## START Records for this exercise
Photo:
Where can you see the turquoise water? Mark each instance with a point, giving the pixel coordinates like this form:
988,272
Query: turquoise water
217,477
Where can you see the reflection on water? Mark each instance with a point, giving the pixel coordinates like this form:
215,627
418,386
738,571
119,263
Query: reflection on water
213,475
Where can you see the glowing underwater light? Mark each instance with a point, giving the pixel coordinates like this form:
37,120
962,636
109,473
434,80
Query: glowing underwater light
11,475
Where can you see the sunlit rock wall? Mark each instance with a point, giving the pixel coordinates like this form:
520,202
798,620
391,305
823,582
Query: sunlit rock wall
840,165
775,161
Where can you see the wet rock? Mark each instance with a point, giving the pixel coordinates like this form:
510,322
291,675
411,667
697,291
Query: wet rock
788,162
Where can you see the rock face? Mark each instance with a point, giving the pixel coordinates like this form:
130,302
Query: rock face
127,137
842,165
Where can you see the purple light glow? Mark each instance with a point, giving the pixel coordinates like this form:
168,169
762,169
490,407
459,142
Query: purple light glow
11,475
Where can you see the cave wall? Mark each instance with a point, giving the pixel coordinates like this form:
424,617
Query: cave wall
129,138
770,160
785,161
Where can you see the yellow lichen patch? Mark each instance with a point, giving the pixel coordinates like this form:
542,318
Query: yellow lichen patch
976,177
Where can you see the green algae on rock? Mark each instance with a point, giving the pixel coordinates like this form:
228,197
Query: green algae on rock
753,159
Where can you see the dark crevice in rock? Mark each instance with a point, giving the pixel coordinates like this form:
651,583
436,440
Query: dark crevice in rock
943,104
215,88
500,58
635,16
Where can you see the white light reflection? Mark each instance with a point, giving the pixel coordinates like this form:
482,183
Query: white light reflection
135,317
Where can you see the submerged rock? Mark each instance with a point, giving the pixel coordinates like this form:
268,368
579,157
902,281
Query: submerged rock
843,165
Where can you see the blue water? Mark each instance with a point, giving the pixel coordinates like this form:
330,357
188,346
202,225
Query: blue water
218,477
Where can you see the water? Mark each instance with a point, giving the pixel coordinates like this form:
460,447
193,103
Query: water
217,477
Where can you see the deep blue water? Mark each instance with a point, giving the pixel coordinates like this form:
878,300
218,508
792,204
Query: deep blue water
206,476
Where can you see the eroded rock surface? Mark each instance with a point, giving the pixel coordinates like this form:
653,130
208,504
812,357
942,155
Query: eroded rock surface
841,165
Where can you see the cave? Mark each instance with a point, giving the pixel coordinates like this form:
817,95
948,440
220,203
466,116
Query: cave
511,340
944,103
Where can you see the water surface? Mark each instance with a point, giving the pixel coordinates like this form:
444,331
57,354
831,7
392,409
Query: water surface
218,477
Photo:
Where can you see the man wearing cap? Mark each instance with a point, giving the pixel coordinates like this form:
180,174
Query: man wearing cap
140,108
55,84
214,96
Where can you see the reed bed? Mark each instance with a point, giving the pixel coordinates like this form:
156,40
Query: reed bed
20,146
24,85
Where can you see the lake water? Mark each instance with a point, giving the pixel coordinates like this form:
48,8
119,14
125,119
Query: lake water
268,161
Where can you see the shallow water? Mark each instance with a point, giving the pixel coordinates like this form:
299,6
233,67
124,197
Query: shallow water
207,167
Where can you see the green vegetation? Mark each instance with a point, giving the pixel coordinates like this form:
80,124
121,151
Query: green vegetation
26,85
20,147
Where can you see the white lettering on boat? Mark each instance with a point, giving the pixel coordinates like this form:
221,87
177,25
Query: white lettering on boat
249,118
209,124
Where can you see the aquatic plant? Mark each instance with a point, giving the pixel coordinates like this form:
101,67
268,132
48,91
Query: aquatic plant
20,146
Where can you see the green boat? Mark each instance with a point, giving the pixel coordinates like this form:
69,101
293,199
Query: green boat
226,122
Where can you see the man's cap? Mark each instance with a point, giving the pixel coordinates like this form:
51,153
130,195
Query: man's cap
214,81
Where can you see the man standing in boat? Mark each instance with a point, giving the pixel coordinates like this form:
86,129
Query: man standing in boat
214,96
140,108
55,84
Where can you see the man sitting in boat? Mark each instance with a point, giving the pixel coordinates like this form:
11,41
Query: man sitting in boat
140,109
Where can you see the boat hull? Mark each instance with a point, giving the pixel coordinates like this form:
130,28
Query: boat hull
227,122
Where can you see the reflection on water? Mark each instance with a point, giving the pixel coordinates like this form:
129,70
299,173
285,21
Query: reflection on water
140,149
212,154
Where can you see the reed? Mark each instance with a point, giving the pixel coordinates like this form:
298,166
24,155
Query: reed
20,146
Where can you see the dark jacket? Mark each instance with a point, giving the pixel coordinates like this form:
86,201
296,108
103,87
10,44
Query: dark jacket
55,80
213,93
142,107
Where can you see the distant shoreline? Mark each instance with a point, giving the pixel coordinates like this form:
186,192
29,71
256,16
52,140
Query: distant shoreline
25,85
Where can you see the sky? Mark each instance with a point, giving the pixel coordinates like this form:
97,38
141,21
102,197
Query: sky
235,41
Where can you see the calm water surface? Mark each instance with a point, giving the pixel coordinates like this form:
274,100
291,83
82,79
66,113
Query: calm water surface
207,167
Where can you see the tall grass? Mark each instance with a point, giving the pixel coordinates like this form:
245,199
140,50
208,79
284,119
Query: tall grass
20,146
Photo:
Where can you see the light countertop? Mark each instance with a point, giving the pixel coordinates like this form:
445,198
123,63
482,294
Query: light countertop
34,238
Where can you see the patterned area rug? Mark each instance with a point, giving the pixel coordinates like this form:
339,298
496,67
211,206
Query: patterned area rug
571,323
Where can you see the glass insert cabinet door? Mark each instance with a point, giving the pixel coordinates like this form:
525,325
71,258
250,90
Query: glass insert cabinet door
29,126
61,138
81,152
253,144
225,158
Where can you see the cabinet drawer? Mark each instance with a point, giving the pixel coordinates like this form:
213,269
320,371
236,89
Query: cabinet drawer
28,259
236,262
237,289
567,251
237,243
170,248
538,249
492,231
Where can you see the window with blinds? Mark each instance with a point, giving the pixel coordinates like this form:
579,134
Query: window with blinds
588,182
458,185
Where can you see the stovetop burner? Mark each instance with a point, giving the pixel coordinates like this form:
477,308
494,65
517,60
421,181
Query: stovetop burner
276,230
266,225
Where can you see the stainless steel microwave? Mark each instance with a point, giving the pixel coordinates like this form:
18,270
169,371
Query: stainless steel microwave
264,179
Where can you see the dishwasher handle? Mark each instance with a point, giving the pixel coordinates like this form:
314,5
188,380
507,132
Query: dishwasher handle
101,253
## END Records for this exercise
- Task brief:
Extract the listing in its entirety and repeat it exactly.

- The solution:
Photo:
Where can you see the turquoise water? Mark each instance with a point, giving the pixel coordinates like this form:
988,272
Query: turquoise water
217,477
Where can you see the reflection on water? Mark each instance with a point, giving the pixel coordinates like this form:
215,627
418,386
738,571
119,263
Query: reflection on water
213,475
Where can you see the glowing underwater light? Mark each instance with a point, giving the pixel coordinates like this form:
37,120
962,636
109,473
434,80
Query: glowing underwater light
11,475
Where can you see the sunlit rock wall? Mark each instance with a point, giving the pixel coordinates like this form:
520,202
798,620
391,305
823,582
Query: sunlit rock wall
840,165
775,161
Where can you see the wet rock? Mark each instance with a point, giving the pixel coordinates like this form:
510,322
291,675
411,667
697,291
Query: wet rock
788,162
Where can you see the rock face? Mark each instance with a point, giving the pixel coordinates like this form:
130,302
Query: rock face
127,137
842,165
Where can you see the purple light glow? Mark each instance with a point, giving the pixel coordinates like this form:
168,169
762,169
490,407
459,142
Query: purple light glow
11,475
Where can you see the cave wall? Mark each instance with a point, giving the pixel coordinates like this form:
424,617
Query: cave wall
129,138
770,160
785,161
Where can you see the yellow lichen patch? Mark each instance with a point, giving the pixel coordinates like this form:
542,318
Query: yellow lichen patch
976,177
Where can you see the green algae on rock? Mark each instance with a point, giving the pixel coordinates like this form:
228,197
Query: green algae on rock
753,159
Where can you see the dark crevice in rock? Mark each instance with a point, giving the pixel coordinates like this form:
651,583
436,440
Query: dark crevice in rock
943,104
215,88
500,58
635,16
Where can you see the white light reflection? Mark each instance with a point, giving the pixel coordinates like this form:
482,183
Query: white light reflection
135,317
Where can you see the submerged rock? Mark each instance with a point, giving the pixel coordinates like this form:
268,368
579,157
902,281
Query: submerged rock
843,165
Where can you see the blue water? Mark each instance with a point, giving the pixel coordinates like this form:
330,357
188,346
202,225
Query: blue water
218,477
Where can you see the water? Mark each instance with a point, giving the pixel coordinates like this form:
460,447
193,103
Query: water
217,477
Where can you see the deep blue water? Mark each instance with a point, giving the pixel coordinates like this form:
878,300
218,508
792,204
Query: deep blue water
206,476
Where can you see the eroded rock surface? Mark each instance with a point, giving the pixel coordinates like this form:
653,130
208,504
812,357
942,155
Query: eroded rock surface
841,165
Where can you see the cave? Mark each instance with a point, giving the pixel coordinates like this form:
817,95
948,440
220,203
466,116
Query: cave
511,340
944,103
Where can you see the water surface? Mark each instance with a point, giving the pixel coordinates like this form:
444,331
57,354
831,7
392,409
Query: water surface
218,477
Photo:
Where can you see the man wearing cap? Mark each instance with a point, giving the pixel coordinates like this form:
180,174
Query: man wearing cap
140,108
55,84
214,96
Where can you see the reed bed? Mark each instance with a point, giving the pixel coordinates like this form:
156,40
Query: reed bed
20,146
24,85
Where can you see the lake water? Mark each instance with a point, giving the pixel coordinates like this form:
48,8
119,14
125,119
Query: lake water
268,161
Where can you see the shallow water? Mark each instance with a point, giving the pixel coordinates like this form:
299,6
233,67
124,197
Query: shallow water
207,167
Where can you see the green vegetation? Mark each instance with a point, giving the pixel coordinates like this form:
80,124
121,151
Query: green vegetation
26,85
20,147
Where can you see the white lettering on boat? Mark each instance with a point, giving the pixel coordinates like this form:
221,87
177,25
Query: white lettering on boat
249,118
209,124
Where can you see the aquatic plant? Mark each instance with a point, giving the pixel coordinates like this form:
101,67
268,132
48,91
Query: aquatic plant
20,146
Where can you see the green boat? Mark each instance with a point, giving the pixel coordinates like this form:
69,101
293,199
Query: green boat
226,122
Where can you see the man's cap? Mark each instance with a point, giving the pixel coordinates like this form:
51,153
130,195
Query: man's cap
214,81
Where can you see the man standing in boat? Mark each instance with a point, giving the pixel coordinates like this form:
86,129
Query: man standing in boat
214,96
140,108
55,84
Where can you see the man sitting in boat? Mark each instance with a point, giving the pixel coordinates like this form:
11,41
Query: man sitting in boat
140,109
Where can you see the boat hull? Mark each instance with a point, giving the pixel coordinates like this form:
130,28
Query: boat hull
227,122
Where can you see the reflection on water? Mark each instance with a point, giving the pixel coordinates like this form:
129,70
299,173
285,21
Query: reflection on water
140,149
212,154
Where can you see the reed? Mark each instance with a point, giving the pixel coordinates like this form:
298,166
24,155
Query: reed
20,146
Where can you see the dark jacket? Mark each instance with a point, giving the pixel coordinates like this form:
86,201
296,108
103,87
10,44
Query: dark jacket
55,80
213,93
142,107
Where can you see the distant shoreline? Mark each instance with a point, giving the pixel coordinates like this form:
186,192
29,71
256,16
52,140
Query: distant shoreline
25,85
Where can you see the sky? Mark each instance with a point, giving the pixel coordinates like this form:
97,38
141,21
102,197
Query: sky
235,41
Where can you see the calm water surface? Mark each instance with a point, giving the pixel coordinates like this form:
274,100
291,83
82,79
66,113
Query: calm water surface
207,167
Where can you see the tall grass? Mark each instance with a point, giving the pixel coordinates like this form:
245,199
140,50
208,79
284,119
Query: tall grass
20,146
Photo:
Where can you see the light countertop? Mark each instance with a point, giving the pixel coordinates like this form:
445,198
123,63
482,294
Query: light countertop
34,238
Where can you see the patterned area rug? Mark each instance with a point, giving the pixel coordinates like this form:
339,298
496,67
211,206
Query: patterned area rug
571,323
Where can you see the glass insert cabinet door? Mark each instance with a point, giving the pixel coordinates like this form:
525,325
71,258
250,90
Query: glass insert cabinet door
29,126
61,138
81,152
253,144
225,158
Where can you see the cabinet drawer? Mark each instance with a point, giving the pixel coordinates like this form:
213,269
320,371
236,89
Query: cabinet drawer
28,259
236,262
237,289
567,251
237,243
170,248
538,249
492,231
Where can you see the window with blinds? Mark each instance with a point, giving the pixel coordinates like this form:
579,134
Query: window with blinds
588,182
458,185
Where can you see the stovetop burner? Mark each instance with a point, giving the pixel coordinates like this form:
477,308
494,65
517,60
421,181
Query: stovetop burner
276,230
266,225
Where can you see the stainless steel microwave? Mark each instance with a point, giving the pixel coordinates like this form:
18,270
169,371
Query: stainless steel microwave
264,179
Where can you see the dishwasher handle? Mark each instance with a point, giving the pixel coordinates like this form:
314,5
188,380
507,132
Query: dishwasher handle
101,253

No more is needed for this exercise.